→ **What is asked**: Set down the listing below without any change, from the line containing "point: pile of" through the last line of the listing, both ends included.

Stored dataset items
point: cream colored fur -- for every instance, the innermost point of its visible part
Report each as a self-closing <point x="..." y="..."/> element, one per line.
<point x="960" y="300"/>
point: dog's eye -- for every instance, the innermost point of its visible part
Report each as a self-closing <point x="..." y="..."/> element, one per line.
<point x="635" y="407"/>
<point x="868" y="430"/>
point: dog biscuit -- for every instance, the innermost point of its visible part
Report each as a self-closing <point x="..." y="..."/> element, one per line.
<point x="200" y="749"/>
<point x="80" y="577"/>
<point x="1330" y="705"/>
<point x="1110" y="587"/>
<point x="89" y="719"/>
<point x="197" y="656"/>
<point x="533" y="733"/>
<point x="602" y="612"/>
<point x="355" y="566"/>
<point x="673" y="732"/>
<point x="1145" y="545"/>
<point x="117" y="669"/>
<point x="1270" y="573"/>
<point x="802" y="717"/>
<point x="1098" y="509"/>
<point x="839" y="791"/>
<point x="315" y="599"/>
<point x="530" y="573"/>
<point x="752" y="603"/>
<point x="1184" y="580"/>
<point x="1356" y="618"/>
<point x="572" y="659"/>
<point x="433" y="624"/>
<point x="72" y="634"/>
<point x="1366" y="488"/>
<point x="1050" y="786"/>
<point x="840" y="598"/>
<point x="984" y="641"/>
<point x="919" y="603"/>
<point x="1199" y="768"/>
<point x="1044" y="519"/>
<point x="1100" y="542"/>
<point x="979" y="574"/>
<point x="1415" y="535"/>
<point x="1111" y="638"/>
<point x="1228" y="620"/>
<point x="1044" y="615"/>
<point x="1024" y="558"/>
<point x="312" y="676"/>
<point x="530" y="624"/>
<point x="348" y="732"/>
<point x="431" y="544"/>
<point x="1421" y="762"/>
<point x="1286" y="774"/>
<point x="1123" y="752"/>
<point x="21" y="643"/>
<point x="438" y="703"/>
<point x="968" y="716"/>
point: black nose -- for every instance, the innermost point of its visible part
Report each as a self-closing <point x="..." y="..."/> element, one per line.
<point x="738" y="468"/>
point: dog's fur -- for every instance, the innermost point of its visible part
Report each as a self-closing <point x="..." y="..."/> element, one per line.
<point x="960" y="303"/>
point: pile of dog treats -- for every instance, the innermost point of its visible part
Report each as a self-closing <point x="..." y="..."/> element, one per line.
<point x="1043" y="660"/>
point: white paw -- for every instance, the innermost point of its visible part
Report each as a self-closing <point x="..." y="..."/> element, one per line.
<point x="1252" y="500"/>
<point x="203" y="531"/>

→ **Solution to the problem**:
point: pile of dog treats -- for every instance, the innermost point of its visible part
Report each as a self-closing <point x="..." y="..."/> element, one per line.
<point x="1043" y="660"/>
point: white paw -- for every instance, the innermost point of its visible part
Report each as a self-closing <point x="..." y="..."/> element, one per line.
<point x="1252" y="500"/>
<point x="203" y="531"/>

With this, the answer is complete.